Content starts

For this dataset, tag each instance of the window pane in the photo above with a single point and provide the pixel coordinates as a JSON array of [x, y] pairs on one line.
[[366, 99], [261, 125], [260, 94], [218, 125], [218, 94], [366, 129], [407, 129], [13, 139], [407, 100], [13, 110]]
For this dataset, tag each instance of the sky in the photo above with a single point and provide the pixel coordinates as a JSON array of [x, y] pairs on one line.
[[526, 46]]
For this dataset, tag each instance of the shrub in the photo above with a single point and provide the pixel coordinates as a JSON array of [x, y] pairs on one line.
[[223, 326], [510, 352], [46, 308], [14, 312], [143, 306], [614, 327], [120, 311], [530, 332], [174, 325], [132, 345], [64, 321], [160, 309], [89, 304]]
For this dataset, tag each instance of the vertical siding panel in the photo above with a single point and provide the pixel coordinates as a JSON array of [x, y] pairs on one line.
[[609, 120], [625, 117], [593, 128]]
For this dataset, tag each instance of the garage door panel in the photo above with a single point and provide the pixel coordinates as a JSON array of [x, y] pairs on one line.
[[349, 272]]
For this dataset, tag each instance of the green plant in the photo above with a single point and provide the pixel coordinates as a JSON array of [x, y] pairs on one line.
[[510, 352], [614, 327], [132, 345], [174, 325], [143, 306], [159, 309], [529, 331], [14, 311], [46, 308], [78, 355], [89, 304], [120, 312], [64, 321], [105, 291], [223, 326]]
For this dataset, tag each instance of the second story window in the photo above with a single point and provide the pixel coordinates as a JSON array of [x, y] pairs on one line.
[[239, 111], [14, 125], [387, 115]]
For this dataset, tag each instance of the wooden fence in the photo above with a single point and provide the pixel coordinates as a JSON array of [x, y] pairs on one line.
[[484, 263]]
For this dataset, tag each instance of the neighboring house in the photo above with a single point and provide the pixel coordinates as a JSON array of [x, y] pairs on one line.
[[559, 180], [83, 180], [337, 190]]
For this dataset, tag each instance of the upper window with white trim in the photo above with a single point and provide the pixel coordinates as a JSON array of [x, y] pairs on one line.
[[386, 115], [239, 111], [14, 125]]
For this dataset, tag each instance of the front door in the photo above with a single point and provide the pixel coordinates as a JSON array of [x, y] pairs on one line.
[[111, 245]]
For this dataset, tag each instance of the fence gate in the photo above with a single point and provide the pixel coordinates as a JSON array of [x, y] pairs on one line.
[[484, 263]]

Content ends

-- Task --
Nothing in the listing may be left out; repeat it all exactly.

-- Answer section --
For this dataset, tag each instance of the window pane in the photo above with a single point and provide the pixel coordinates as a JSON array of [x, y] pairs on one line.
[[366, 99], [261, 125], [260, 94], [218, 125], [218, 94], [366, 129], [407, 129], [13, 139], [407, 100], [13, 110]]
For this dataset, tag each instance of the sky in the photo above with a single point and provide the pixel coordinates as a JSON array of [x, y] pairs on one line.
[[526, 46]]
For this dataset, tag each instance of the shrub in the photo above with a single point and provide the pixel coordinates as a JSON array of [x, y] pairs on one line.
[[223, 326], [510, 352], [46, 308], [14, 312], [143, 306], [614, 327], [120, 311], [530, 332], [174, 325], [132, 345], [64, 321], [160, 309], [89, 304]]
For this dataset, tag each instance of the vertical siding panel in the photo above with a single point and provide the pixel coordinates as a JSON array of [x, y] pairs on one line.
[[609, 120], [625, 117], [593, 128]]
For this dataset, tag each instance of the garage door panel in the photo above with a single point and provide the pixel coordinates as a JSON array of [x, y] pairs on one line.
[[349, 272]]
For this dataset, tag each instance of the green plant in the photo above with a single point and provide the pixel coordinates as a JSON array of [x, y] pairs on one line.
[[510, 352], [614, 327], [132, 345], [174, 325], [143, 306], [159, 309], [529, 331], [14, 311], [46, 308], [78, 355], [89, 304], [120, 312], [64, 321], [105, 291], [223, 326]]
For this dataset, tag each instance of the second story window in the photo above with a single point and provide the pixel coordinates as a JSON array of [x, y] pairs on one line.
[[239, 111], [14, 125], [387, 115]]
For this dataset, tag each instance of the wooden fence in the photo above with a single point and provide the pixel coordinates as a JSON array of [x, y] pairs on one line.
[[484, 263]]
For this dataset, tag each instance of the neighboring house in the photo above with a single point and provide the pixel coordinates as a JSON array of [x, y] pairs on one line.
[[559, 180], [83, 180], [337, 190]]
For this dataset, tag each instance of the upper window with white trim in the photo above with a single point and provide the pixel coordinates as a JSON array of [x, y] pairs on one line.
[[386, 115], [239, 111], [14, 125]]
For this dataset, tag each instance of the front door in the photo above with a single point and provide the pixel coordinates as a JSON array of [x, y] pairs on one line.
[[111, 245]]
For this dataset, tag each instance of the fence gate in the photo above with a single point and provide the pixel coordinates as a JSON array of [x, y] pairs on one line.
[[484, 263]]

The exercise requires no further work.